START RECORDED DATA

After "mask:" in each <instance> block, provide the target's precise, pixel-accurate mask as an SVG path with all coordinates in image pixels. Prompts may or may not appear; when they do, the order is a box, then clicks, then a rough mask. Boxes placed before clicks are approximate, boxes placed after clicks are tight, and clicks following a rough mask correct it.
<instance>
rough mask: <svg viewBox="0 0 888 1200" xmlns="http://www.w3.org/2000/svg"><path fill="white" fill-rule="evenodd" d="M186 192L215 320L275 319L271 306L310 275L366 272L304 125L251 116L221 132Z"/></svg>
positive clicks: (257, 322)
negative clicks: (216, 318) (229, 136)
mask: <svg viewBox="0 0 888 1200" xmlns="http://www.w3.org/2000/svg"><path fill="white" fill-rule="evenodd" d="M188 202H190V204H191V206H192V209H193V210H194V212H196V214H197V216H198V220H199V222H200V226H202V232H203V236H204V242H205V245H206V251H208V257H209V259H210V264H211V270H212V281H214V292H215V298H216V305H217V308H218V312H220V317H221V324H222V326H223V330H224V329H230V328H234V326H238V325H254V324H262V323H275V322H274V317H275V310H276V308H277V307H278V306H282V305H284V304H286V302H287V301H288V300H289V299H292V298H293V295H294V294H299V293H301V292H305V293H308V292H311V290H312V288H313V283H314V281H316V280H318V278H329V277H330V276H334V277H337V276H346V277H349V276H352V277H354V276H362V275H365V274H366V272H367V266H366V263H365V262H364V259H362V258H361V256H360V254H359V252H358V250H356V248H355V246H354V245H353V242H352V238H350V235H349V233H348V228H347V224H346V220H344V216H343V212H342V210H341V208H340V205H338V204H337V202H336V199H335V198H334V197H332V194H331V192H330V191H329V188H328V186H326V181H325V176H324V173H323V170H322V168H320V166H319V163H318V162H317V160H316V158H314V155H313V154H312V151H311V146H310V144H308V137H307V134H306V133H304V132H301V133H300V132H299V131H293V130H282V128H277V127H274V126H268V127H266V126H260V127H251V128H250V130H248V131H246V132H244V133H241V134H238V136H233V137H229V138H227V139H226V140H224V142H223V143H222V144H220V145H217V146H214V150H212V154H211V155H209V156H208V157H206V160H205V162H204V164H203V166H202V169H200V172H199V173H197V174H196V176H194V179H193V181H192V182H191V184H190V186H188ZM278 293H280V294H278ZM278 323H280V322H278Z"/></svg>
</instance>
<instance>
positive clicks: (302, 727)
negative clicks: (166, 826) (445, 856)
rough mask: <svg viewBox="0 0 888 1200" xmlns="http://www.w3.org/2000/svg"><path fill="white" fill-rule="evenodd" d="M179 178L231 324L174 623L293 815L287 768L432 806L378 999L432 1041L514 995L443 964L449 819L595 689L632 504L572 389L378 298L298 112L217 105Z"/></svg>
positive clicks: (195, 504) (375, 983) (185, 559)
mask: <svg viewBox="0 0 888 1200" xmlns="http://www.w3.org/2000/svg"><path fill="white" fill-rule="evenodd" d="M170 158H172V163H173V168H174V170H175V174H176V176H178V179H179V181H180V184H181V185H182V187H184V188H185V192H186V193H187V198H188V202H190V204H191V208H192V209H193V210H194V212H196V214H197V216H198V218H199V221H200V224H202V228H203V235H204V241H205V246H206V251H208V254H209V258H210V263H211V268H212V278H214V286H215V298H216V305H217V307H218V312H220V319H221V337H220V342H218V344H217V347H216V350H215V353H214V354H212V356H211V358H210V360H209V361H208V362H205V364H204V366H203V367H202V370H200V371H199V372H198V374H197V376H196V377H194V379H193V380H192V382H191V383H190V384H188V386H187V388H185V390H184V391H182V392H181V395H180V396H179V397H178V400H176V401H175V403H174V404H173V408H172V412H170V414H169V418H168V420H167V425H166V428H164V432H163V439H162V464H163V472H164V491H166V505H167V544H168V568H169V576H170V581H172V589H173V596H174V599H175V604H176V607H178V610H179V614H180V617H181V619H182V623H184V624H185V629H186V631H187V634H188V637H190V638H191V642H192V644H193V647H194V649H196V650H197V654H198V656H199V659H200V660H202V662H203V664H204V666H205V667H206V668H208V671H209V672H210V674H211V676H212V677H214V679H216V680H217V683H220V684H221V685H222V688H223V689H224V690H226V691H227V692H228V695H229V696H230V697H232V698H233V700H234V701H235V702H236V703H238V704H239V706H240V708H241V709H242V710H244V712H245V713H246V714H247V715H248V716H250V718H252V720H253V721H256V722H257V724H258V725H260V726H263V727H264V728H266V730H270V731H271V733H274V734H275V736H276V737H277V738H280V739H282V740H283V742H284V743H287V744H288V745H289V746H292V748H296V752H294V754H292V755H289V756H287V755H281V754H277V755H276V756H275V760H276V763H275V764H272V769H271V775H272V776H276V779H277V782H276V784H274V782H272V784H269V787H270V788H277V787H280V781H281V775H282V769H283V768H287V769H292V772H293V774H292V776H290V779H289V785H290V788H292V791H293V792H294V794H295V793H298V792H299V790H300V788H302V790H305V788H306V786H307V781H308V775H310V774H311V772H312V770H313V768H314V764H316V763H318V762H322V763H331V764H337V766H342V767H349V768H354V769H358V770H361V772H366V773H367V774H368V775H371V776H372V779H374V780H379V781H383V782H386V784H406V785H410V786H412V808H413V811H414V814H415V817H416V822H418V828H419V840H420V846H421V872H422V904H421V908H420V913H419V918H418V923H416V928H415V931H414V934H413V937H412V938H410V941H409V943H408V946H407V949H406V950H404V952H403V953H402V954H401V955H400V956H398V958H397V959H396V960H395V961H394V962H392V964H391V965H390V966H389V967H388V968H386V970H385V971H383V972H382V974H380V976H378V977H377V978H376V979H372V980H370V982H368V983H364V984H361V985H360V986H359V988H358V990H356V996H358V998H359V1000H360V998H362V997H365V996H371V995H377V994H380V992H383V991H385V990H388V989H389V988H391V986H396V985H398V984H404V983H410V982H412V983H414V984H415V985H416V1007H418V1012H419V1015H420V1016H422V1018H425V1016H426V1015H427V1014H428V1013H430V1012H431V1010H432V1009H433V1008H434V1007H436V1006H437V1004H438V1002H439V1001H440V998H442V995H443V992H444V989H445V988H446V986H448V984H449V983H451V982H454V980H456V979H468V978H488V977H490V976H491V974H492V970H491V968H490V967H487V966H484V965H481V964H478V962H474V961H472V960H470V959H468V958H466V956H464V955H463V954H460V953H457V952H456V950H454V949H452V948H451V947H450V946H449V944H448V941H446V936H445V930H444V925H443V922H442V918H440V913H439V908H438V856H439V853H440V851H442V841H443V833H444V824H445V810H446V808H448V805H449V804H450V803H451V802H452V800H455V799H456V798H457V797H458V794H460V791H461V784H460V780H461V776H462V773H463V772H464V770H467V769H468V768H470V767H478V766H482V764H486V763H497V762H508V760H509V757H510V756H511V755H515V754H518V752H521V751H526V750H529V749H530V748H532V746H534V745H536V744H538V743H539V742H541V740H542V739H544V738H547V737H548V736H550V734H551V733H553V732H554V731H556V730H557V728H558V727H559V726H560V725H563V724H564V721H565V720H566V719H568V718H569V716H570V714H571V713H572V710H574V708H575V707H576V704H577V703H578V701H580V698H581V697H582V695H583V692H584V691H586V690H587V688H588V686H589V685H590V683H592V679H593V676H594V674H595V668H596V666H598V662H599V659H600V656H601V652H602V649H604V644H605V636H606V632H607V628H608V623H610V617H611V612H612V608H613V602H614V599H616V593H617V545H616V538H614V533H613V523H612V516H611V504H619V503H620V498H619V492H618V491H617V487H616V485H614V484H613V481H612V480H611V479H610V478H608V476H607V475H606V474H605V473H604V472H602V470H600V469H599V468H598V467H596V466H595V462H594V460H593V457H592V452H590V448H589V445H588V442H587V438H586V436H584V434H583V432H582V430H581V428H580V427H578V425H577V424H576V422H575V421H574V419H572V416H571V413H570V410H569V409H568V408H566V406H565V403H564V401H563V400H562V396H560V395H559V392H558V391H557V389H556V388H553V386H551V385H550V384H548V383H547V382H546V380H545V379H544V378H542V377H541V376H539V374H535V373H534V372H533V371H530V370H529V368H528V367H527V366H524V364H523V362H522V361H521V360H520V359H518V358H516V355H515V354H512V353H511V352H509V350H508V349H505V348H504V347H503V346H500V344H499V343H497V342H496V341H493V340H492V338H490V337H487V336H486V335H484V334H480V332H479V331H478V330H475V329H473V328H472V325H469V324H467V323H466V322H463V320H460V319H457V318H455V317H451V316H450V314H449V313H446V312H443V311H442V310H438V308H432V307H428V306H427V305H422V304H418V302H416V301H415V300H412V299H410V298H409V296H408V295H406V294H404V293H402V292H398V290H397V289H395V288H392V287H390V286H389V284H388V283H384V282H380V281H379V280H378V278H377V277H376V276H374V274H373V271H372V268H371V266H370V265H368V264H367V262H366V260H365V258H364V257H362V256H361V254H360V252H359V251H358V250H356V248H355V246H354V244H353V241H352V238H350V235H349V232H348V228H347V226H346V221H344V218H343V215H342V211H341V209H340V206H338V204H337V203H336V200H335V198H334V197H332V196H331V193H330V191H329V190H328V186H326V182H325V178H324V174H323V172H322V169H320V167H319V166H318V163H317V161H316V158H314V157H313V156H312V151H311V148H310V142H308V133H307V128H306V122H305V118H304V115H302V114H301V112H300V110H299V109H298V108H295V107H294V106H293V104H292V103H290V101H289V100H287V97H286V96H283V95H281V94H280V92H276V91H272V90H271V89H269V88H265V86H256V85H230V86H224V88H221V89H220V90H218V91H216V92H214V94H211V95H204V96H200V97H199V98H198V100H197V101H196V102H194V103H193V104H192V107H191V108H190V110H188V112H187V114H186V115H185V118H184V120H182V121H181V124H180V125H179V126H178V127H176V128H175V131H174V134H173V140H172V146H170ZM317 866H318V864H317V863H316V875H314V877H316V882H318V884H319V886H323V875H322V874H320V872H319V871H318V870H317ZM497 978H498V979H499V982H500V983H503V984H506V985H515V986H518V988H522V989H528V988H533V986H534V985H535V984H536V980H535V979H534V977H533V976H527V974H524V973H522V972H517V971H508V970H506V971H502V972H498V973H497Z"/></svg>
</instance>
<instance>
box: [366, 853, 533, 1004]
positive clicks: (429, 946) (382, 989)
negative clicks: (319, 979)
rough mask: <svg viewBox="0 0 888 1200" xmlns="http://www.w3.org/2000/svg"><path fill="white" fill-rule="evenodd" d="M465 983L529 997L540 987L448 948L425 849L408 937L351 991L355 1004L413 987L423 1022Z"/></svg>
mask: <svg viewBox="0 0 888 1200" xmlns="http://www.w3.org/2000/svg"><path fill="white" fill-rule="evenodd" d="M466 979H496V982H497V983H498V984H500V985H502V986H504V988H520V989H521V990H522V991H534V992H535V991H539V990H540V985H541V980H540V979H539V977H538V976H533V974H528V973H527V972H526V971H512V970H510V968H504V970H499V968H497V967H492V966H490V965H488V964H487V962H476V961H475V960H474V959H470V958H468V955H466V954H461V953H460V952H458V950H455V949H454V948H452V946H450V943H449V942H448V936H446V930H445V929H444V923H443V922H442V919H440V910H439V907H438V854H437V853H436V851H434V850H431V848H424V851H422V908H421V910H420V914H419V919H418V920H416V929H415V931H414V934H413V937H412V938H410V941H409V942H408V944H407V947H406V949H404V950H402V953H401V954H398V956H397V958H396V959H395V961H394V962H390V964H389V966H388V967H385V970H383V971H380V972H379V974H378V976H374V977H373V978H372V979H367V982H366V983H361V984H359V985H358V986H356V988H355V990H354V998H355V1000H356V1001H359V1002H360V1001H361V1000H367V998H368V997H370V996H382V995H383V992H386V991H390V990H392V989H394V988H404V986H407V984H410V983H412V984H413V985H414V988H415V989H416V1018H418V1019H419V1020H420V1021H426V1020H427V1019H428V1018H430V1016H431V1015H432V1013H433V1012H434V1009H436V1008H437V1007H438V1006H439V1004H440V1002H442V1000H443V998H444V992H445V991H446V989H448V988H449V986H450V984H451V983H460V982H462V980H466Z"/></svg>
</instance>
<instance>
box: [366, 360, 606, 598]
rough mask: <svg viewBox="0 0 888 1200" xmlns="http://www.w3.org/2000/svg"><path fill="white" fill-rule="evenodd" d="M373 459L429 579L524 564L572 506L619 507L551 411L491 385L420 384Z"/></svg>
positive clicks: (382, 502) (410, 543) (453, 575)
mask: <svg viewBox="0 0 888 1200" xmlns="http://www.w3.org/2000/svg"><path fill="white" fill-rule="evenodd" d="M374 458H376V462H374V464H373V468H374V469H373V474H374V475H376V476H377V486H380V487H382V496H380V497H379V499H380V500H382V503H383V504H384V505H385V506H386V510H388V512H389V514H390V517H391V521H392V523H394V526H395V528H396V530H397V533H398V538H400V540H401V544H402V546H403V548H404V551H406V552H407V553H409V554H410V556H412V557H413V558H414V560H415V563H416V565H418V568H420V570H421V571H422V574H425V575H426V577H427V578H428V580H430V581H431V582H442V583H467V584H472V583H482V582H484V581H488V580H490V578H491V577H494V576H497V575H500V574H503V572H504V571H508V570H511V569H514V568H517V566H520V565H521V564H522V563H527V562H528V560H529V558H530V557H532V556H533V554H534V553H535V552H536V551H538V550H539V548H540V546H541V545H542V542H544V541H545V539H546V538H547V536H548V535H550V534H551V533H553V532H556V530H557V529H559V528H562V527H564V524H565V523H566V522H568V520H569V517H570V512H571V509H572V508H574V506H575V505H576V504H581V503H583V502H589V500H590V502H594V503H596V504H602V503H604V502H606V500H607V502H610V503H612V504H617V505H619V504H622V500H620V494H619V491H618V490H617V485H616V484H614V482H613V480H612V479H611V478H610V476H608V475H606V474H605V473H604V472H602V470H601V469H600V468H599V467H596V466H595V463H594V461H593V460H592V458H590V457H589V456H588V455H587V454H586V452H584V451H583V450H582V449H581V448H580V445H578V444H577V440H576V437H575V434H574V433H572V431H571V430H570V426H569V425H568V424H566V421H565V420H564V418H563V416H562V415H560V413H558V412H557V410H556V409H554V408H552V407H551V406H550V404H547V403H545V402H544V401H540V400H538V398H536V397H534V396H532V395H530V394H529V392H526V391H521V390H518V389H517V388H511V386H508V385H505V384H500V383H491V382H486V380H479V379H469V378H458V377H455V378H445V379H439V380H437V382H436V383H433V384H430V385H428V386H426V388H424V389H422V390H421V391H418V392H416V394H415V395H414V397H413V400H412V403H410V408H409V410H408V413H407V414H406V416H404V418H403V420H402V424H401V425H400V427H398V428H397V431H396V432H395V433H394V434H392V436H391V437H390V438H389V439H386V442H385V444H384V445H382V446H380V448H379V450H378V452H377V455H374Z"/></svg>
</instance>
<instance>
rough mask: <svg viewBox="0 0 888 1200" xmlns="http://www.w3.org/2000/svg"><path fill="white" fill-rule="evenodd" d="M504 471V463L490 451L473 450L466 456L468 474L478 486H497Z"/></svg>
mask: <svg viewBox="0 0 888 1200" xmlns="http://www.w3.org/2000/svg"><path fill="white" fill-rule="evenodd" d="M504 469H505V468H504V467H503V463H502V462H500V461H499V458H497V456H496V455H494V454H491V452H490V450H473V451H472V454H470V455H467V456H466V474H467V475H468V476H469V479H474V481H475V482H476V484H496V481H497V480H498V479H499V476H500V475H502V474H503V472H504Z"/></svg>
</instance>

END RECORDED DATA

• PROBLEM STATEMENT
With the line holding "box: [366, 360, 606, 598]" as the first and the line holding "459L429 579L524 564L572" as the last, set down that range of the entries above exactly, and nothing else.

• EXERCISE RESPONSE
box: [366, 360, 606, 598]
rough mask: <svg viewBox="0 0 888 1200" xmlns="http://www.w3.org/2000/svg"><path fill="white" fill-rule="evenodd" d="M373 459L429 579L524 564L572 506L619 507L551 411L491 385L420 384Z"/></svg>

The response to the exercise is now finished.